Passage given »
FICO scores consider your credit history over several years, making it difficult to increase your credit score in a short time frame. Over the long term, you can improve your credit worthiness by:

  • Reducing your total indebtness
  • Making your debt payments on time and in full
  • Closing unneeded credit accounts
  • Avoiding bankruptcy and foreclosures

Credit Reports

You can review your credit report by requesting a copy from any of the main reporting repositories -- Equifax, Experian, and TransUnion.

Equifax
P.O. Box 105873
Atlanta, GA 30348
(800) 685-1111
www.equifax.com

Experian
P.O. Box 2104
Allen, TX 75013-2104
(888) 397-3742
www.experian.com

Trans Union LLC
Consumer Disclosure Center
P.O. Box 390
Springfield, PA 19064-0390
(800) 888-4213
www.transunion.com

Credit Reports

Your credit score, or FICO score, is arguably one of the most important pieces of information in your financial life.

Lenders, landlords, insurers and even employers scrutinize this rating – which sums up all of the information in your credit report with three digits ranging from 300 to 850.

Dataset section »
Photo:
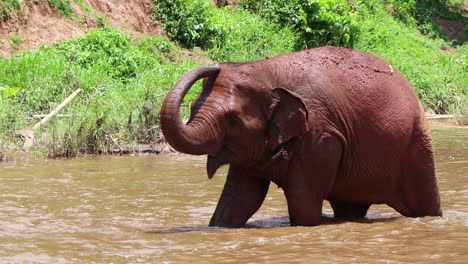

Tasks to carry out »
**A.** Answer these questions using the credit score text.
(i) Why is it difficult to raise a credit score in a short time?
(ii) Which three repositories can supply a copy of a credit report?
(iii) What range do the three digits of the rating span?
**B.** Summarize the credit score text in two sentences.
**C.** Extend the credit score text past its final sentence.
The material shown above is separate from the credit score text.

Responses in order »
**A.**
(i) FICO scores consider credit history over several years.
(ii) Equifax, Experian, and TransUnion.
(iii) From 300 to 850.

**B.** Because FICO scores reflect several years of credit history, they improve only over the long term, through steps such as reducing total debt, paying on time and in full, closing unneeded accounts, and avoiding bankruptcy and foreclosure. A credit report can be requested from Equifax, Experian, or TransUnion, and the score it yields, ranging from 300 to 850, is scrutinized by lenders, landlords, insurers, and even employers.

**C.**
For all of its importance, though, the credit score is also one of the most misunderstood aspects of personal finance, said Jeff Davis, a vice president with Credit Counseling Network in Fort Worth, Tex. "There was a time when people weren't aware of their credit score," he explained. "Now they're sometimes overly concerned."

No doubt, it makes sense to check your credit score and do everything in your power to improve it. But first, you'll want to make sure you're not falling for some of these common credit score myths.

Myth: Shopping around for a loan will hurt your score

When you apply for a loan or get pre-approved the creditor checks your credit report, which shows up as an inquiry to your credit. While it's true that too many inquiries to your credit will lower your score, you absolutely can shop around for a mortgage, home equity loan or car loan without worrying about damaging your credit, said Ryan Sjoblad, a spokesman for Fair Isaac, the company that created FICO scores.

"As long as the same kind of inquiries are made within 14 days of each other, they count as one inquiry on your credit score," he said, adding that one exception is with credit cards.

Myth: Checking your own credit will lower your score

"People are afraid to access their own credit because they've heard it will lower their score," said Davis. In truth, you can check your own score as many times as you want without impacting your score. Not knowing your credit score or the information behind it could be far more damaging, he added.

Myth: Your age, income and sex are factored into your score

According to Sjoblad, none of this information has any bearing on your score. Your employment is something that is listed on the credit bureau report, he added, but doesn't affect the score itself.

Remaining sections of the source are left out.